━━━ Fragmento para leer

Cada virus y cada bacteria desencadena una respuesta inmune única en la que interviene un conjunto específico de células sanguíneas, la médula ósea y todo el organismo, denominadas linfocitos T y linfocitos B, entre otras.
Cada vacuna estimula una respuesta inmune y un «recuerdo» específico del organismo para cada enfermedad, sin causar esa enfermedad.
Las vacunas contienen una forma muy debilitada o inactiva (muerta) de un virus o bacteria que normalmente causa una enfermedad o una pequeña parte de ese virus o esa bacteria. Es lo que se denomina antígeno.
Cuando se vacuna a una persona, su sistema inmune reconoce el antígeno como «extraño». Las células inmunes están entrenadas para eliminar y generar anticuerpos contra el agente causante de la enfermedad. Los anticuerpos son proteínas especiales que ayudan a eliminar al agente infeccioso.
Más adelante, si la persona entra en contacto con el virus o la bacteria real que produce la infección, su sistema inmune los «recordará». A continuación, producirá rápidamente los anticuerpos adecuados y activará las células inmunes adecuadas para acabar con el virus o la bacteria, lo cual protegerá a la persona de la enfermedad.

━━━━━━
━━━ Información

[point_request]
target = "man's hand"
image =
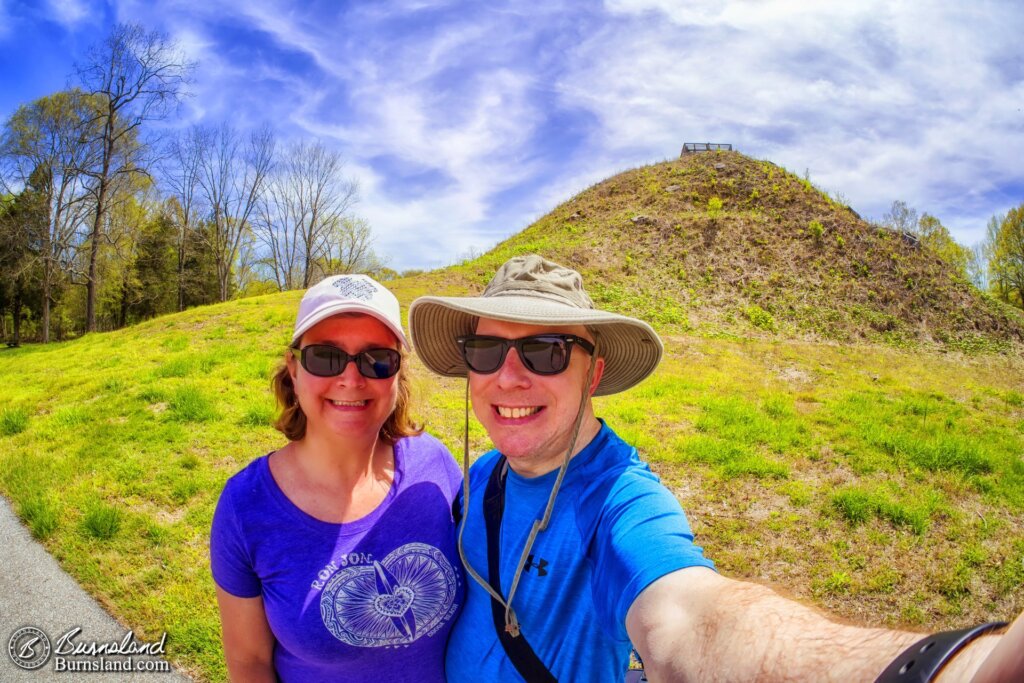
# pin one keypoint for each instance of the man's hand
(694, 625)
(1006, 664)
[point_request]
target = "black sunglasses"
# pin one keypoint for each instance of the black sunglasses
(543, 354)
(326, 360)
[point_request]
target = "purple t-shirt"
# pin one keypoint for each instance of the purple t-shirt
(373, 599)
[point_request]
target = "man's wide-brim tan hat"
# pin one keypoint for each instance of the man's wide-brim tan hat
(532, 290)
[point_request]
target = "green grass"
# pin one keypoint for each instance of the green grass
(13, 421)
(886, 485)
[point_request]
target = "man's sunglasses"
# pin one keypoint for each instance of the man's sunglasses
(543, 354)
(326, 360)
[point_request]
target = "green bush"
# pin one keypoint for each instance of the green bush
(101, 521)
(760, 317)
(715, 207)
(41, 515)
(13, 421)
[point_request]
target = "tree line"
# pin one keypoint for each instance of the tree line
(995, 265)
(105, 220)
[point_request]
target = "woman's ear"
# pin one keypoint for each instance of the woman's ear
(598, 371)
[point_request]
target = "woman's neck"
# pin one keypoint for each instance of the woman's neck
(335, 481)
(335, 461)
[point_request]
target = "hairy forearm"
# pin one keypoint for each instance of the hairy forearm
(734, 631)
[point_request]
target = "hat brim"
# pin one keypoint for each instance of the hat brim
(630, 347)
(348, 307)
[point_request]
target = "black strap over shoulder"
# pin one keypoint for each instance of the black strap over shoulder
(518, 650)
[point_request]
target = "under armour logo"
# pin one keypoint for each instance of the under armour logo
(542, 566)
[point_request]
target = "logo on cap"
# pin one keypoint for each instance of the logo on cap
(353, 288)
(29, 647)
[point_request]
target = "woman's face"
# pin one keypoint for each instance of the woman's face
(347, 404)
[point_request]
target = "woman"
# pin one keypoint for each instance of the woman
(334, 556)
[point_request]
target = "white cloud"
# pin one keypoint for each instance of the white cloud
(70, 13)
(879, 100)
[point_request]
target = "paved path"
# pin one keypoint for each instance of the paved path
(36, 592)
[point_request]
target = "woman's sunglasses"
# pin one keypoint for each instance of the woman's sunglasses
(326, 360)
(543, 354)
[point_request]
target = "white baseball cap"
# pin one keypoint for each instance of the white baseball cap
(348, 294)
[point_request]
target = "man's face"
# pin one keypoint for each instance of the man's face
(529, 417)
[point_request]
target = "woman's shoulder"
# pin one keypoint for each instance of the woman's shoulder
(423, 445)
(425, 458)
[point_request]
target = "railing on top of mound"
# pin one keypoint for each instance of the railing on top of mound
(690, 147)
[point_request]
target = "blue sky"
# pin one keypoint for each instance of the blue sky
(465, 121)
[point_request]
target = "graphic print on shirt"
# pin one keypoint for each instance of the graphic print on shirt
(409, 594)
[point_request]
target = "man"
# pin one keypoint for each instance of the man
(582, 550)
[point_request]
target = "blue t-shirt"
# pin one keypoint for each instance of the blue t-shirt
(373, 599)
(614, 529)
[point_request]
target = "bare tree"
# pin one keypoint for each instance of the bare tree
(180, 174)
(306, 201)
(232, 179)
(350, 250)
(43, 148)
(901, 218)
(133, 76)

━━━━━━

Tu tarea: Retoma el texto sobre cómo actúan las vacunas en el sistema inmune y continúalo a partir de su última oración.

Resultado:
La inmunidad suele durar años y, en ocasiones, toda la vida. Su duración depende de cada enfermedad y cada vacuna.

La inmunidad adquirida mediante la vacunación no solo protege a la persona inmunizada, sino también a las personas no vacunadas en la comunidad, como a los lactantes, que son demasiado pequeños para recibir algunas vacunas. Esta "inmunidad o protección comunitaria" solo puede funcionar si un número suficiente de personas están vacunadas.
En cambio, una persona que se vuelve inmune al contraer la enfermedad puede exponer a otras personas no vacunadas a la enfermedad. Esta persona también tiene riesgo de padecer complicaciones.